Abstract
The invention relates to a method of heat treating a cast iron having graphite particles, in particular a cast iron having graphite nodules with a substantially spherical geometry. The method comprises the step of subjecting the cast iron to a first austenitizing temperature, in order to obtain a cast iron having an austenite matrix with a substantially homogeneous carbon content. Subsequently, at least part of the cast iron is subjected to at least a second, different austenitizing temperature in order to change, in at least part of the cast iron, the carbon concentration in a part of the matrix surrounding the (spherical) geometry of the graphite particles. The method yields improved controllability on strength properties characteristics for cast irons including malleable irons, in particular for ductile iron.

☆ ☆ ☆

SHORT EXERCISE A:
In the heat treatment abstract, what is the cast iron first subjected to, and what does that step produce?
The rows that follow are unrelated to the heat treatment abstract.

☆ ☆ ☆

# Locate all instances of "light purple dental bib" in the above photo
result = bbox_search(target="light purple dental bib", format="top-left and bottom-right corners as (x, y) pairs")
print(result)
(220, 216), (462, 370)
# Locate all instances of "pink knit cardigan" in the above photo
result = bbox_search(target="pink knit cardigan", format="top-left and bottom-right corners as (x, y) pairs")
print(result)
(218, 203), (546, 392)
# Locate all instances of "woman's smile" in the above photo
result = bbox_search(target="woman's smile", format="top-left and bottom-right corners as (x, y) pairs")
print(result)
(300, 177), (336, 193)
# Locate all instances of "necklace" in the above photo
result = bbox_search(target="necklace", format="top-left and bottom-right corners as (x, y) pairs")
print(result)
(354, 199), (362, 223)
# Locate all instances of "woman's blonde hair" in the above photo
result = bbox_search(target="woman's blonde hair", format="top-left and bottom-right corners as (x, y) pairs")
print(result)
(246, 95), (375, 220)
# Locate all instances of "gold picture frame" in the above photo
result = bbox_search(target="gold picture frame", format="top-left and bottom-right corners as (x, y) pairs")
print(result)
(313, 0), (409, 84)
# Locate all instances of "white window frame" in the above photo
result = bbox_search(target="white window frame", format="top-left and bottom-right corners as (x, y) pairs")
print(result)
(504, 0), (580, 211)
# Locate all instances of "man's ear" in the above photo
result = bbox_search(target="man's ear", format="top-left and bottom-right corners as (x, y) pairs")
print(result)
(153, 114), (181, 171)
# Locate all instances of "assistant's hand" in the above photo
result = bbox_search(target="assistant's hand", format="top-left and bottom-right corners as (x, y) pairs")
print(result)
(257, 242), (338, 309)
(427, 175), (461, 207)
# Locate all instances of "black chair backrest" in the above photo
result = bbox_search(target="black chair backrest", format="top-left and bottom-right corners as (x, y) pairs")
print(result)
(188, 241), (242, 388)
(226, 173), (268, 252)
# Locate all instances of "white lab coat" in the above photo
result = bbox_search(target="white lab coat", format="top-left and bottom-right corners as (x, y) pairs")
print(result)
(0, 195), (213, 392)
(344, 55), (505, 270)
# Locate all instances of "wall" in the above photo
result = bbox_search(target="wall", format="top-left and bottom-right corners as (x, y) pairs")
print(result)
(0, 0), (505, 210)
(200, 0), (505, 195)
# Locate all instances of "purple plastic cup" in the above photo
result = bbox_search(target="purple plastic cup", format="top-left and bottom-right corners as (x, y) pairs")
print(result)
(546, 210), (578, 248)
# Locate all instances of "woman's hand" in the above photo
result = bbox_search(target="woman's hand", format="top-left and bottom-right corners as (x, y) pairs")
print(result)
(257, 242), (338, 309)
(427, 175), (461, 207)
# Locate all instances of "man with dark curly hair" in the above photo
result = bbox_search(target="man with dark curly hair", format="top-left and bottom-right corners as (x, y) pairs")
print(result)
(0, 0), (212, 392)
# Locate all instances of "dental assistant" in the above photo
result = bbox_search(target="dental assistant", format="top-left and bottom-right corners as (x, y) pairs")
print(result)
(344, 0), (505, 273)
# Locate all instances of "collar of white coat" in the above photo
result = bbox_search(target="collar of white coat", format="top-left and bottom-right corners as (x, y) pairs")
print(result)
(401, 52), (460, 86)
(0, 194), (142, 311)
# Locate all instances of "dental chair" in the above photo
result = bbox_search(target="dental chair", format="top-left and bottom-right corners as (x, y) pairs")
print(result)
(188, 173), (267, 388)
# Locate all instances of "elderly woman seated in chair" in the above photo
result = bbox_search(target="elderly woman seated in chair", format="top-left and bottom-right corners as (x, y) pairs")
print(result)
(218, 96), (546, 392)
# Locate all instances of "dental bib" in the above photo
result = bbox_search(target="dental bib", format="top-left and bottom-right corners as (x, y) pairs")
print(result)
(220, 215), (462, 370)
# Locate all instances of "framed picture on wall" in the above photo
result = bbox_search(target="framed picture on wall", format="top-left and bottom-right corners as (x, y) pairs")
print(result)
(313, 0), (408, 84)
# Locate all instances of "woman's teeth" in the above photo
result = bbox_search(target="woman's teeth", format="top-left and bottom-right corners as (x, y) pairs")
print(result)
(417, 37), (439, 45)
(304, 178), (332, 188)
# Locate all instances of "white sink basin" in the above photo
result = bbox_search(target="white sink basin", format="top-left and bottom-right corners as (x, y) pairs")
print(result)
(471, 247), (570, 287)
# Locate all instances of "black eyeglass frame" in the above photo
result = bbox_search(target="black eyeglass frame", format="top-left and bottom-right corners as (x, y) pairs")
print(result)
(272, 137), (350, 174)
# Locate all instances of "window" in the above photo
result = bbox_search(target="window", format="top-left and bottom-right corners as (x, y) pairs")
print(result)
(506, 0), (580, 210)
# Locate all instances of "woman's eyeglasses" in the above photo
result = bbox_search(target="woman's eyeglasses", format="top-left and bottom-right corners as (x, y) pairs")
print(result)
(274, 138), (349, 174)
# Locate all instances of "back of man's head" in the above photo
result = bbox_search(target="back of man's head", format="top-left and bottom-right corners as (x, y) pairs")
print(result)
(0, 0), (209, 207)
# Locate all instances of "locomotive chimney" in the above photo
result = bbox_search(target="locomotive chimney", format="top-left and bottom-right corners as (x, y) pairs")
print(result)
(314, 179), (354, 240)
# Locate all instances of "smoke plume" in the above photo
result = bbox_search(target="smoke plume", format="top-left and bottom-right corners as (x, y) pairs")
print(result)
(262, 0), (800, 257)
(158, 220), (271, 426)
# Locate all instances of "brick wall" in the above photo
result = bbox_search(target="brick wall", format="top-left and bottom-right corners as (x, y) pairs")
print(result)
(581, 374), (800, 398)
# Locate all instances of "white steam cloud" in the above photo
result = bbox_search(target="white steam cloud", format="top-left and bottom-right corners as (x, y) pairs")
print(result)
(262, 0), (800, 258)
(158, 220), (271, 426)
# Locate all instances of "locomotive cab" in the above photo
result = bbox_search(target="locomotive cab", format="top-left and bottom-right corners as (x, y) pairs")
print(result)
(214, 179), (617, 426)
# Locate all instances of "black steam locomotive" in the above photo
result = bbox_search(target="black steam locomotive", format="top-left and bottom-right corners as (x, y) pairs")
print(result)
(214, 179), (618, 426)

☆ ☆ ☆

SHORT EXERCISE B:
Take the rows from the first line of the rows through the line that contains "(218, 203), (546, 392)", and write only those lines again with "knit" changed to "wool" and nothing else altered.

CORRECT RESULT A:
A first austenitizing temperature, which yields a cast iron with an austenite matrix of substantially homogeneous carbon content.

CORRECT RESULT B:
# Locate all instances of "light purple dental bib" in the above photo
result = bbox_search(target="light purple dental bib", format="top-left and bottom-right corners as (x, y) pairs")
print(result)
(220, 216), (462, 370)
# Locate all instances of "pink wool cardigan" in the above photo
result = bbox_search(target="pink wool cardigan", format="top-left and bottom-right corners as (x, y) pairs")
print(result)
(218, 203), (546, 392)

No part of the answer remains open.